##### PROVIDED PASSAGE #####

People with healthy immune systems can be exposed to certain viruses, bacteria, or parasites and have no reaction to them—but people living with HIV/AIDS can face serious health threats from what are known as “opportunistic” infections (OIs). These infections are called “opportunistic” because they take advantage of your weakened immune system, and they can cause devastating illnesses.

OIs are signs of a declining immune system. Most life-threatening OIs occur when your CD4 count is below 200 cells/mm3. OIs are the most common cause of death for people with HIV/AIDS.

The CDC developed a list of more than 20 OIs that are considered AIDS-defining conditions—if you have HIV and one or more of these OIs, you will be diagnosed with AIDS, no matter what your CD4 count happens to be:

  • Candidiasis of bronchi, trachea, esophagus, or lungs
  • Invasive cervical cancer
  • Coccidioidomycosis
  • Cryptococcosis
  • Cryptosporidiosis, chronic intestinal (greater than 1 month's duration)

#####

| TASKS FOR THIS EXERCISE |
- a) Condense the paragraph beginning "OIs are signs of a declining immune system" from the passage on opportunistic infections into a short bulleted list that keeps its main facts.
- b) According to the passage on opportunistic infections, why are these infections called "opportunistic"?
- c) Quote the passage on opportunistic infections between "The CDC developed" and "1 month's duration)", inclusive.
The entries have no connection to the passage on opportunistic infections.

##### DATA PROVIDED #####

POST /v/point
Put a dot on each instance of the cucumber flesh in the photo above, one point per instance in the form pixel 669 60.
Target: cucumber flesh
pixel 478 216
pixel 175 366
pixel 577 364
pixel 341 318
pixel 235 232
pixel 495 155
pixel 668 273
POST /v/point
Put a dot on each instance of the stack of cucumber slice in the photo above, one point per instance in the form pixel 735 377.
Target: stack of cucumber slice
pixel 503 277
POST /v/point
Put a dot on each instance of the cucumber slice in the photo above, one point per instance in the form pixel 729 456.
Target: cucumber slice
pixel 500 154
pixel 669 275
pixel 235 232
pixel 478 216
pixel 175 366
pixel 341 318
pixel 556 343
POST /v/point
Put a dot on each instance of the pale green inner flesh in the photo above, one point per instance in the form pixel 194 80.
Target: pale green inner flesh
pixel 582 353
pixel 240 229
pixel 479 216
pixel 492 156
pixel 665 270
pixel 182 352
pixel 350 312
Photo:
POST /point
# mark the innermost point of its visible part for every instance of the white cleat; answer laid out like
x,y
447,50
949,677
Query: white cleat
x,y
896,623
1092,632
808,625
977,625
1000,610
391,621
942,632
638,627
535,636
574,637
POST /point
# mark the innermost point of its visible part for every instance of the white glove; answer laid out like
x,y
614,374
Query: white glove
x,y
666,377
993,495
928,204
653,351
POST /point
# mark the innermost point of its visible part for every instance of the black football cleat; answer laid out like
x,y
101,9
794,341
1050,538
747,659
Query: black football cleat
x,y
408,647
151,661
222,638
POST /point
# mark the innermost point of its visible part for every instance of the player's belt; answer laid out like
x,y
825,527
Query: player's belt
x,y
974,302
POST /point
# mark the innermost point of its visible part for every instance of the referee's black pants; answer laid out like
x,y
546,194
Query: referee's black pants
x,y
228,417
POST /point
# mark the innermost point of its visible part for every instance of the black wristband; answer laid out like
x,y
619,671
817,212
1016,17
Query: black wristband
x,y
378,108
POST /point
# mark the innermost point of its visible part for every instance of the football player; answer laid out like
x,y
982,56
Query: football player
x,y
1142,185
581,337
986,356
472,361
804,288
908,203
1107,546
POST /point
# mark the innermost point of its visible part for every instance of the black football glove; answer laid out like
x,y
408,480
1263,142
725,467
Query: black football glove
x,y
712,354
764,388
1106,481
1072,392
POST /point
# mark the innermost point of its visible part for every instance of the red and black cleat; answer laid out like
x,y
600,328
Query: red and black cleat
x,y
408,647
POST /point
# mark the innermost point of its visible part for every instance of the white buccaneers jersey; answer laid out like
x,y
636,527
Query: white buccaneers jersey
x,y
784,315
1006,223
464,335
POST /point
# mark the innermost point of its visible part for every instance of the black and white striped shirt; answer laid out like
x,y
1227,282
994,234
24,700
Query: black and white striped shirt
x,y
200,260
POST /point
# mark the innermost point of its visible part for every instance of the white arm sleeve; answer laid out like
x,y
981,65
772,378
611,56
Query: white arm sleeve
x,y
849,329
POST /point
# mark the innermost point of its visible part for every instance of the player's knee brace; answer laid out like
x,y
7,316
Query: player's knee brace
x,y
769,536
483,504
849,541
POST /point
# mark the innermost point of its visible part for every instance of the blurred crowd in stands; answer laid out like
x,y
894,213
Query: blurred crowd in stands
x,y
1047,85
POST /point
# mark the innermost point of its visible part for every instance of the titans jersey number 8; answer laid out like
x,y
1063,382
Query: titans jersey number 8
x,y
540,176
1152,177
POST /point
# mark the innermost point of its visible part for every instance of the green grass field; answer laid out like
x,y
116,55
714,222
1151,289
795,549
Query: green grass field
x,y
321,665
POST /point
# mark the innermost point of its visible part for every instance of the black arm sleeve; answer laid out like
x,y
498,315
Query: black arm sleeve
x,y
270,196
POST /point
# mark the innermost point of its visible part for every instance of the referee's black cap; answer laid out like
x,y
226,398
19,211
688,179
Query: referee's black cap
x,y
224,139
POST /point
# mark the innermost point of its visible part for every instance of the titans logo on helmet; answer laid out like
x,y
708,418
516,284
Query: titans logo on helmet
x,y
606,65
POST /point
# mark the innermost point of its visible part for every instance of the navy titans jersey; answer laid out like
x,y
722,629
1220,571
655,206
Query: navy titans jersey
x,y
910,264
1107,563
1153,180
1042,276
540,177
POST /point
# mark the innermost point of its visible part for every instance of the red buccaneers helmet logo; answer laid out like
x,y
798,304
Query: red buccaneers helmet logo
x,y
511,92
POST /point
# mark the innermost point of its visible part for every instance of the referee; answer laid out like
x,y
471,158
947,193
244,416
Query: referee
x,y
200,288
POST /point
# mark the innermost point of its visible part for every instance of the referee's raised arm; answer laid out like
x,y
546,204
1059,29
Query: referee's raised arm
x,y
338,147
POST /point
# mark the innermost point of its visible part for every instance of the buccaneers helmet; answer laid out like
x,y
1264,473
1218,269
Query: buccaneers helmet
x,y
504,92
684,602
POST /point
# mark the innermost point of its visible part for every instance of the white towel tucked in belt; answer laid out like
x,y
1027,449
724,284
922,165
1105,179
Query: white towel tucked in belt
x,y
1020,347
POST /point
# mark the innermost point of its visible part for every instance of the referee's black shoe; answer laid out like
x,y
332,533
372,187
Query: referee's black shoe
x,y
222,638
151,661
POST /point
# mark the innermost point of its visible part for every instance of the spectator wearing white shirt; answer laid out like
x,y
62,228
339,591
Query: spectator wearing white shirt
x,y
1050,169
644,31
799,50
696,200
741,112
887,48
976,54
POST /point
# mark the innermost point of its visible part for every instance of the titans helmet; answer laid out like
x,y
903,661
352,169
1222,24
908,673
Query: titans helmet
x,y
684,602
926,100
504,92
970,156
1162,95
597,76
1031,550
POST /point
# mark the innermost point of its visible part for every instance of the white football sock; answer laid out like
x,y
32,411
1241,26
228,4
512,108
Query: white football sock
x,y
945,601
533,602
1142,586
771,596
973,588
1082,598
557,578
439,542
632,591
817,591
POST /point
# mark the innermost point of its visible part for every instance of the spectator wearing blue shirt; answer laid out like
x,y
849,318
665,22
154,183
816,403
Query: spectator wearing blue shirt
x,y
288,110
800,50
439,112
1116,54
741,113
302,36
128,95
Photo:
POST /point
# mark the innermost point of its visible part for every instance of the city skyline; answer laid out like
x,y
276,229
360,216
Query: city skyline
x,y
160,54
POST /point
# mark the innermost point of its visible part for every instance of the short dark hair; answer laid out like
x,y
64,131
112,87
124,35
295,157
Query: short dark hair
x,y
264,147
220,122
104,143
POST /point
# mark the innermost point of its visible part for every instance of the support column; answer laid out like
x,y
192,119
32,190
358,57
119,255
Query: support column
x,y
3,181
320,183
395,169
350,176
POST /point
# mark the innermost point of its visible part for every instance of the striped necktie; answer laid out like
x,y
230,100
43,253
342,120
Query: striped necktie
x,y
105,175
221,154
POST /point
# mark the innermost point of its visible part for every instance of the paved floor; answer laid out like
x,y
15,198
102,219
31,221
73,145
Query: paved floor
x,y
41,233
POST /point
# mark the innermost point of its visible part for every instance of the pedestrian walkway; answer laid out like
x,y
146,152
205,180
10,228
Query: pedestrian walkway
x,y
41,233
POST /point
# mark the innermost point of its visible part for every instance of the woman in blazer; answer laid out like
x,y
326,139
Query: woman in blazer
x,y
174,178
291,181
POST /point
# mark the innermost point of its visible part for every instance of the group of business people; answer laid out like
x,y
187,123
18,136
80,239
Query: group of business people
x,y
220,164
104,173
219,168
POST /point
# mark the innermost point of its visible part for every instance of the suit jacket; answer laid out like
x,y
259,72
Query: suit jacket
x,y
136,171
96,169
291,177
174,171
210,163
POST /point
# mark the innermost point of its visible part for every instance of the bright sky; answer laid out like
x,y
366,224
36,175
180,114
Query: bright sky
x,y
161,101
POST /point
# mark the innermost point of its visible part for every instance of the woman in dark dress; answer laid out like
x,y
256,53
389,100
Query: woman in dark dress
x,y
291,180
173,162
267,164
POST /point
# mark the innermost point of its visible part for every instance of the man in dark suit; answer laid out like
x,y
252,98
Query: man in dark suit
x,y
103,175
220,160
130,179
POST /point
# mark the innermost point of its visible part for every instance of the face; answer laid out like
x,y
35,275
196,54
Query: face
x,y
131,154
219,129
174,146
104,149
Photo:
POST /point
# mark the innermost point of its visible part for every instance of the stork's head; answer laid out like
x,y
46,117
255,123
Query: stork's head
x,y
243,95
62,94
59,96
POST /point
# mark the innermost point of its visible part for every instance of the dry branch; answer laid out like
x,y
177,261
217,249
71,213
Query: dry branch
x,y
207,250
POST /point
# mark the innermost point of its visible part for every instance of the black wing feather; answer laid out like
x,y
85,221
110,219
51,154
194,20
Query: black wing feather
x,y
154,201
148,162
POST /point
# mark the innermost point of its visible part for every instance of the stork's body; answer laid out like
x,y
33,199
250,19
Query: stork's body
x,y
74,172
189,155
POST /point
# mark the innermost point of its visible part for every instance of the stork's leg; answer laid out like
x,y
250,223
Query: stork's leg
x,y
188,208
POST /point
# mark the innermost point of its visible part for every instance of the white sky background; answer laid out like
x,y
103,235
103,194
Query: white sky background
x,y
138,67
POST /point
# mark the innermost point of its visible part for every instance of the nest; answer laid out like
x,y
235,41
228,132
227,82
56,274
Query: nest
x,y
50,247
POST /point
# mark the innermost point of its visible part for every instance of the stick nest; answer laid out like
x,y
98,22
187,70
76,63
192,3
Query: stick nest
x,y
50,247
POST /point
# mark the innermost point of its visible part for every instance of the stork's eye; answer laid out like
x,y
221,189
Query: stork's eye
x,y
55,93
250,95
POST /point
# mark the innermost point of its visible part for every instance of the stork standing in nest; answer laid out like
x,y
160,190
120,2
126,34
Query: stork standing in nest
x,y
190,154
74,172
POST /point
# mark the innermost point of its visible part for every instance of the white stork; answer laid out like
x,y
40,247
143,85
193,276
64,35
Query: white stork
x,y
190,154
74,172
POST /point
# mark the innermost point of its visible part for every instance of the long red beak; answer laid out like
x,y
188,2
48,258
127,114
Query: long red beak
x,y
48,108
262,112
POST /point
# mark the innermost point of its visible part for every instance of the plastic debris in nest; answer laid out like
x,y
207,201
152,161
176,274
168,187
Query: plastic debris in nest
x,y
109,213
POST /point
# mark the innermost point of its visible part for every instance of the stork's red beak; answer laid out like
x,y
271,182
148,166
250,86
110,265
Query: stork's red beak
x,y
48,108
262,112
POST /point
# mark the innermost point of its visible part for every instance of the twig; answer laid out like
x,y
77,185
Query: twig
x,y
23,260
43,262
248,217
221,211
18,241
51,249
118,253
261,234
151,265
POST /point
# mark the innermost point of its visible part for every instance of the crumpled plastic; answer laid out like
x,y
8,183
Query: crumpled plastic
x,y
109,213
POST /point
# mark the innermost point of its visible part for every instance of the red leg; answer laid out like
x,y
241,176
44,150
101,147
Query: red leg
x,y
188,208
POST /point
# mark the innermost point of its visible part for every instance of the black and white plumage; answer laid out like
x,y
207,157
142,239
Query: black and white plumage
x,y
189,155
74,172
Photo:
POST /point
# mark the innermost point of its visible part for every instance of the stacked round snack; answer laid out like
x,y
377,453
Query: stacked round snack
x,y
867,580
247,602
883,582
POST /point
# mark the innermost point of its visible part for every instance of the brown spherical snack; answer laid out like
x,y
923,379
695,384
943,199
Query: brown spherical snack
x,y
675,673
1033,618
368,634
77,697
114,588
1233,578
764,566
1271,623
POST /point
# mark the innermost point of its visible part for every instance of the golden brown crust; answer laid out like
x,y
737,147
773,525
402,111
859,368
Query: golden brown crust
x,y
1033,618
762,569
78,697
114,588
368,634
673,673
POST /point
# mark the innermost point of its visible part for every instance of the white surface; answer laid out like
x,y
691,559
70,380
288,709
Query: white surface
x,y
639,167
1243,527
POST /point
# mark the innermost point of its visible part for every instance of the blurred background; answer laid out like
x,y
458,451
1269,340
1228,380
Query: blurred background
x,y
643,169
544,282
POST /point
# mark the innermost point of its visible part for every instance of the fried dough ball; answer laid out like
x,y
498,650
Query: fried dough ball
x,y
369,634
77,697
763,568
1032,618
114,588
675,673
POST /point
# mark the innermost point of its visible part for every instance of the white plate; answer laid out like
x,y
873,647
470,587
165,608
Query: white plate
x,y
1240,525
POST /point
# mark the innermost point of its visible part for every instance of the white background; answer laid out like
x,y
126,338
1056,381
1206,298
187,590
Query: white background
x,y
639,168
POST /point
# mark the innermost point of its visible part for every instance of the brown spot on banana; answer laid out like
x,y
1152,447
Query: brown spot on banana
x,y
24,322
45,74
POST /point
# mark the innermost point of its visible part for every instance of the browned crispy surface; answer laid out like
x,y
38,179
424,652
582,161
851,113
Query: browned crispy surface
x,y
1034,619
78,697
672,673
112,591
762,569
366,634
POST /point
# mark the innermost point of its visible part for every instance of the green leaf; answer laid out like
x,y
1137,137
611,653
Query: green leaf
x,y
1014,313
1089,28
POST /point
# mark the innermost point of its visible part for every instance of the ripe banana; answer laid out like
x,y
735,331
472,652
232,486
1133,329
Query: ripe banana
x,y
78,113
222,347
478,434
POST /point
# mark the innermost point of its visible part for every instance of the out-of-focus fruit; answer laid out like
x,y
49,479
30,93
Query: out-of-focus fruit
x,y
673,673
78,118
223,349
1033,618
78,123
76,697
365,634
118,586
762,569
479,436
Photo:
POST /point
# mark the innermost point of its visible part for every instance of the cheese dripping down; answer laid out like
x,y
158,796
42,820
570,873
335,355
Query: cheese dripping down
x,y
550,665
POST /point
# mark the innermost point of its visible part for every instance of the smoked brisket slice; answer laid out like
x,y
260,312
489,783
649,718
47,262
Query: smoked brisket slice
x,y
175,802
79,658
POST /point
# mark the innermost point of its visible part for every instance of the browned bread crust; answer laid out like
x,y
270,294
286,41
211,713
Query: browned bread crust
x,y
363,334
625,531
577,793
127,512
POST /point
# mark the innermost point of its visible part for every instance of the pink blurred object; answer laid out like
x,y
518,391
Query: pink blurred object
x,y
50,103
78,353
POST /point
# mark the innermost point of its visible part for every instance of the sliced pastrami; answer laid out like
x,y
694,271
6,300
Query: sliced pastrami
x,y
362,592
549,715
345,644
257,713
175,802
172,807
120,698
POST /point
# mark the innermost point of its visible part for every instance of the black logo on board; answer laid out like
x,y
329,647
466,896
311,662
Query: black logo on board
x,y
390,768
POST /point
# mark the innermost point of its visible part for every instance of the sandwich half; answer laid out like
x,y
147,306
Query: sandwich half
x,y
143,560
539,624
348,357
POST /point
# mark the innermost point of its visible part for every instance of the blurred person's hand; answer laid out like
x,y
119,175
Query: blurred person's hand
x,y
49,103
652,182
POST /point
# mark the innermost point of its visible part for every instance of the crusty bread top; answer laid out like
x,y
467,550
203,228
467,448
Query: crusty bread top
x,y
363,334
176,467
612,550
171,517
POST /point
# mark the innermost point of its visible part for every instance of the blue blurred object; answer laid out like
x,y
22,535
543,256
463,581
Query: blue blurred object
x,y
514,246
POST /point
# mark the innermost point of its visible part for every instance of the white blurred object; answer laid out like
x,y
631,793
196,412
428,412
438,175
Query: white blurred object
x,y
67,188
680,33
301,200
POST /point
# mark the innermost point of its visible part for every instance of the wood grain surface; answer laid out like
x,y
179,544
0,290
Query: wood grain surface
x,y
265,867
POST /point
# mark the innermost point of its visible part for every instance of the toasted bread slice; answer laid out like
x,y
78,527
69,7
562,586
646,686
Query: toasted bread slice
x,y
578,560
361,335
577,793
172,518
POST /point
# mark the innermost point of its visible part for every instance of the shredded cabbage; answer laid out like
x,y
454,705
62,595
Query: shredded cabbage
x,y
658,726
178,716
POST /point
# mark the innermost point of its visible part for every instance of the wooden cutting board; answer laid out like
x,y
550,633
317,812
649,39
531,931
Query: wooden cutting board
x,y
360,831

#####

| ANSWERS TO EACH TASK |
- a)
- OIs signal a declining immune system.
- Most life-threatening OIs occur when the CD4 count is below 200 cells/mm3.
- OIs are the most common cause of death for people with HIV/AIDS.

- b) They take advantage of a weakened immune system.

- c)
The CDC developed a list of more than 20 OIs that are considered AIDS-defining conditions—if you have HIV and one or more of these OIs, you will be diagnosed with AIDS, no matter what your CD4 count happens to be:

  • Candidiasis of bronchi, trachea, esophagus, or lungs
  • Invasive cervical cancer
  • Coccidioidomycosis
  • Cryptococcosis
  • Cryptosporidiosis, chronic intestinal (greater than 1 month's duration)